Collected data entries:
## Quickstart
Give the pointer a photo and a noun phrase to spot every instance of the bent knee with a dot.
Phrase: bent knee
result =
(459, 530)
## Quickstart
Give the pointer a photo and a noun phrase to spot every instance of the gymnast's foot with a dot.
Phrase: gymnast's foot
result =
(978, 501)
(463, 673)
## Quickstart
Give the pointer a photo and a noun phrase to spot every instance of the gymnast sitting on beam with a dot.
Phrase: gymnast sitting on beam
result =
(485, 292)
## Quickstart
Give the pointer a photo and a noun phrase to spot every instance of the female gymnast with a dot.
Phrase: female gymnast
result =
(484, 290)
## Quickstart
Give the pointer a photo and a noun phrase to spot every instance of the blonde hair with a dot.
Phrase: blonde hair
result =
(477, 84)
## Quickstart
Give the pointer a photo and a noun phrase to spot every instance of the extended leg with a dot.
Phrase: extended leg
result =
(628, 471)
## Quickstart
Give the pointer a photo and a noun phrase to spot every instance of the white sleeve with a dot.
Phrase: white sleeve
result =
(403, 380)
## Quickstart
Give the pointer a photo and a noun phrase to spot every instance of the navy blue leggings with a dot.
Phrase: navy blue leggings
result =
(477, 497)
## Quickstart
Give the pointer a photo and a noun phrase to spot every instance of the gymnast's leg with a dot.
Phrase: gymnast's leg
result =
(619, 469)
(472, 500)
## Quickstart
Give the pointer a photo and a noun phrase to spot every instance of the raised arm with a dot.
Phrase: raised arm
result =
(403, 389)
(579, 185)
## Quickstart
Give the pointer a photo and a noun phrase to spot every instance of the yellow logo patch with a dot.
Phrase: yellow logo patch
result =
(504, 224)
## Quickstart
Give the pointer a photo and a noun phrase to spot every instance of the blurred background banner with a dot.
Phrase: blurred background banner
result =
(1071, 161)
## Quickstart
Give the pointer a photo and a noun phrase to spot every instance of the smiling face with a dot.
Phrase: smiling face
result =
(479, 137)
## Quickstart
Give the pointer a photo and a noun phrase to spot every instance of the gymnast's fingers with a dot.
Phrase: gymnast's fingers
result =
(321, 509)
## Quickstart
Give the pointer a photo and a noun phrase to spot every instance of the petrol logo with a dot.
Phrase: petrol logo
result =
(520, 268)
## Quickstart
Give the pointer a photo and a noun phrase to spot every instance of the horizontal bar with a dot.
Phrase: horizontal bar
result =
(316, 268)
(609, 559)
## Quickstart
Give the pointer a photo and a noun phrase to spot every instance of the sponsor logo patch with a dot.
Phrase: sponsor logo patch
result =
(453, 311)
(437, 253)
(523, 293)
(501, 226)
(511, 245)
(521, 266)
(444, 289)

### What this task involves
Write the data out again, verbatim.

### Solution to this problem
## Quickstart
Give the pointer a photo and a noun phrase to spot every instance of the bent knee with a dot.
Phrase: bent knee
result =
(459, 530)
## Quickstart
Give the pointer a photo and a noun phrase to spot every instance of the gymnast's foot with a dot.
Phrase: gymnast's foot
result =
(978, 501)
(463, 673)
## Quickstart
Give the pointer a photo and a noun phrase to spot every instance of the gymnast sitting on beam with a dot.
Phrase: gymnast sitting on beam
result =
(485, 292)
## Quickstart
Give the pointer a photo and a noun phrase to spot every instance of the female gymnast with a dot.
Phrase: female gymnast
result =
(484, 290)
## Quickstart
Give the pointer a photo and a noun phrase to spot every instance of the blonde hair with a dot.
Phrase: blonde hair
result =
(477, 84)
## Quickstart
Give the pointer a photo and a noun phrase to spot every instance of the extended leg with a dot.
Phrase: extended leg
result =
(628, 471)
## Quickstart
Give the pointer a photo and a noun phrase to spot every instance of the white sleeve with a dot.
Phrase: white sleeve
result =
(403, 380)
## Quickstart
Give the pointer a photo and a noun phrase to spot every instance of the navy blue leggings with a dot.
Phrase: navy blue leggings
result =
(477, 497)
## Quickstart
Give the pointer a photo and a noun phrase to spot every instance of the gymnast's leg with a dot.
Phrase: gymnast's leg
result =
(619, 469)
(472, 500)
## Quickstart
Give the pointer a photo and a noun phrase to spot every instance of the raised arm with a dot.
Phrase: raised arm
result =
(403, 389)
(579, 185)
## Quickstart
Give the pointer a photo and a noun phrase to spot every instance of the yellow logo patch with a dot.
Phrase: yellow logo patch
result =
(504, 224)
## Quickstart
Give the pointer a photo and a noun phrase to spot every instance of the blurred background banner with a dot.
Phrase: blurred background banner
result =
(1071, 161)
## Quickstart
Give the pointer a photo and a noun phrase to spot every instance of the smiling face with a dot.
Phrase: smiling face
result =
(479, 137)
## Quickstart
Give the pointer a photo and a noun phrase to spot every instance of the gymnast's fingers with a dot.
Phrase: gymnast's fingers
result =
(321, 509)
## Quickstart
Give the pointer a photo and a noun phrase to spot every instance of the petrol logo with a dot.
Phrase: petrol logo
result =
(520, 268)
## Quickstart
Give the pointer a photo and a noun phrase to spot every instance of the horizontal bar with a dot.
Phrase: horizontal bar
result =
(316, 268)
(609, 559)
## Quickstart
Give the pointer a photo and a noun phrase to spot every instance of the sponsor logo patch with a dot.
Phrase: sponsor logo patch
result =
(453, 311)
(437, 253)
(523, 293)
(501, 226)
(511, 245)
(521, 266)
(444, 289)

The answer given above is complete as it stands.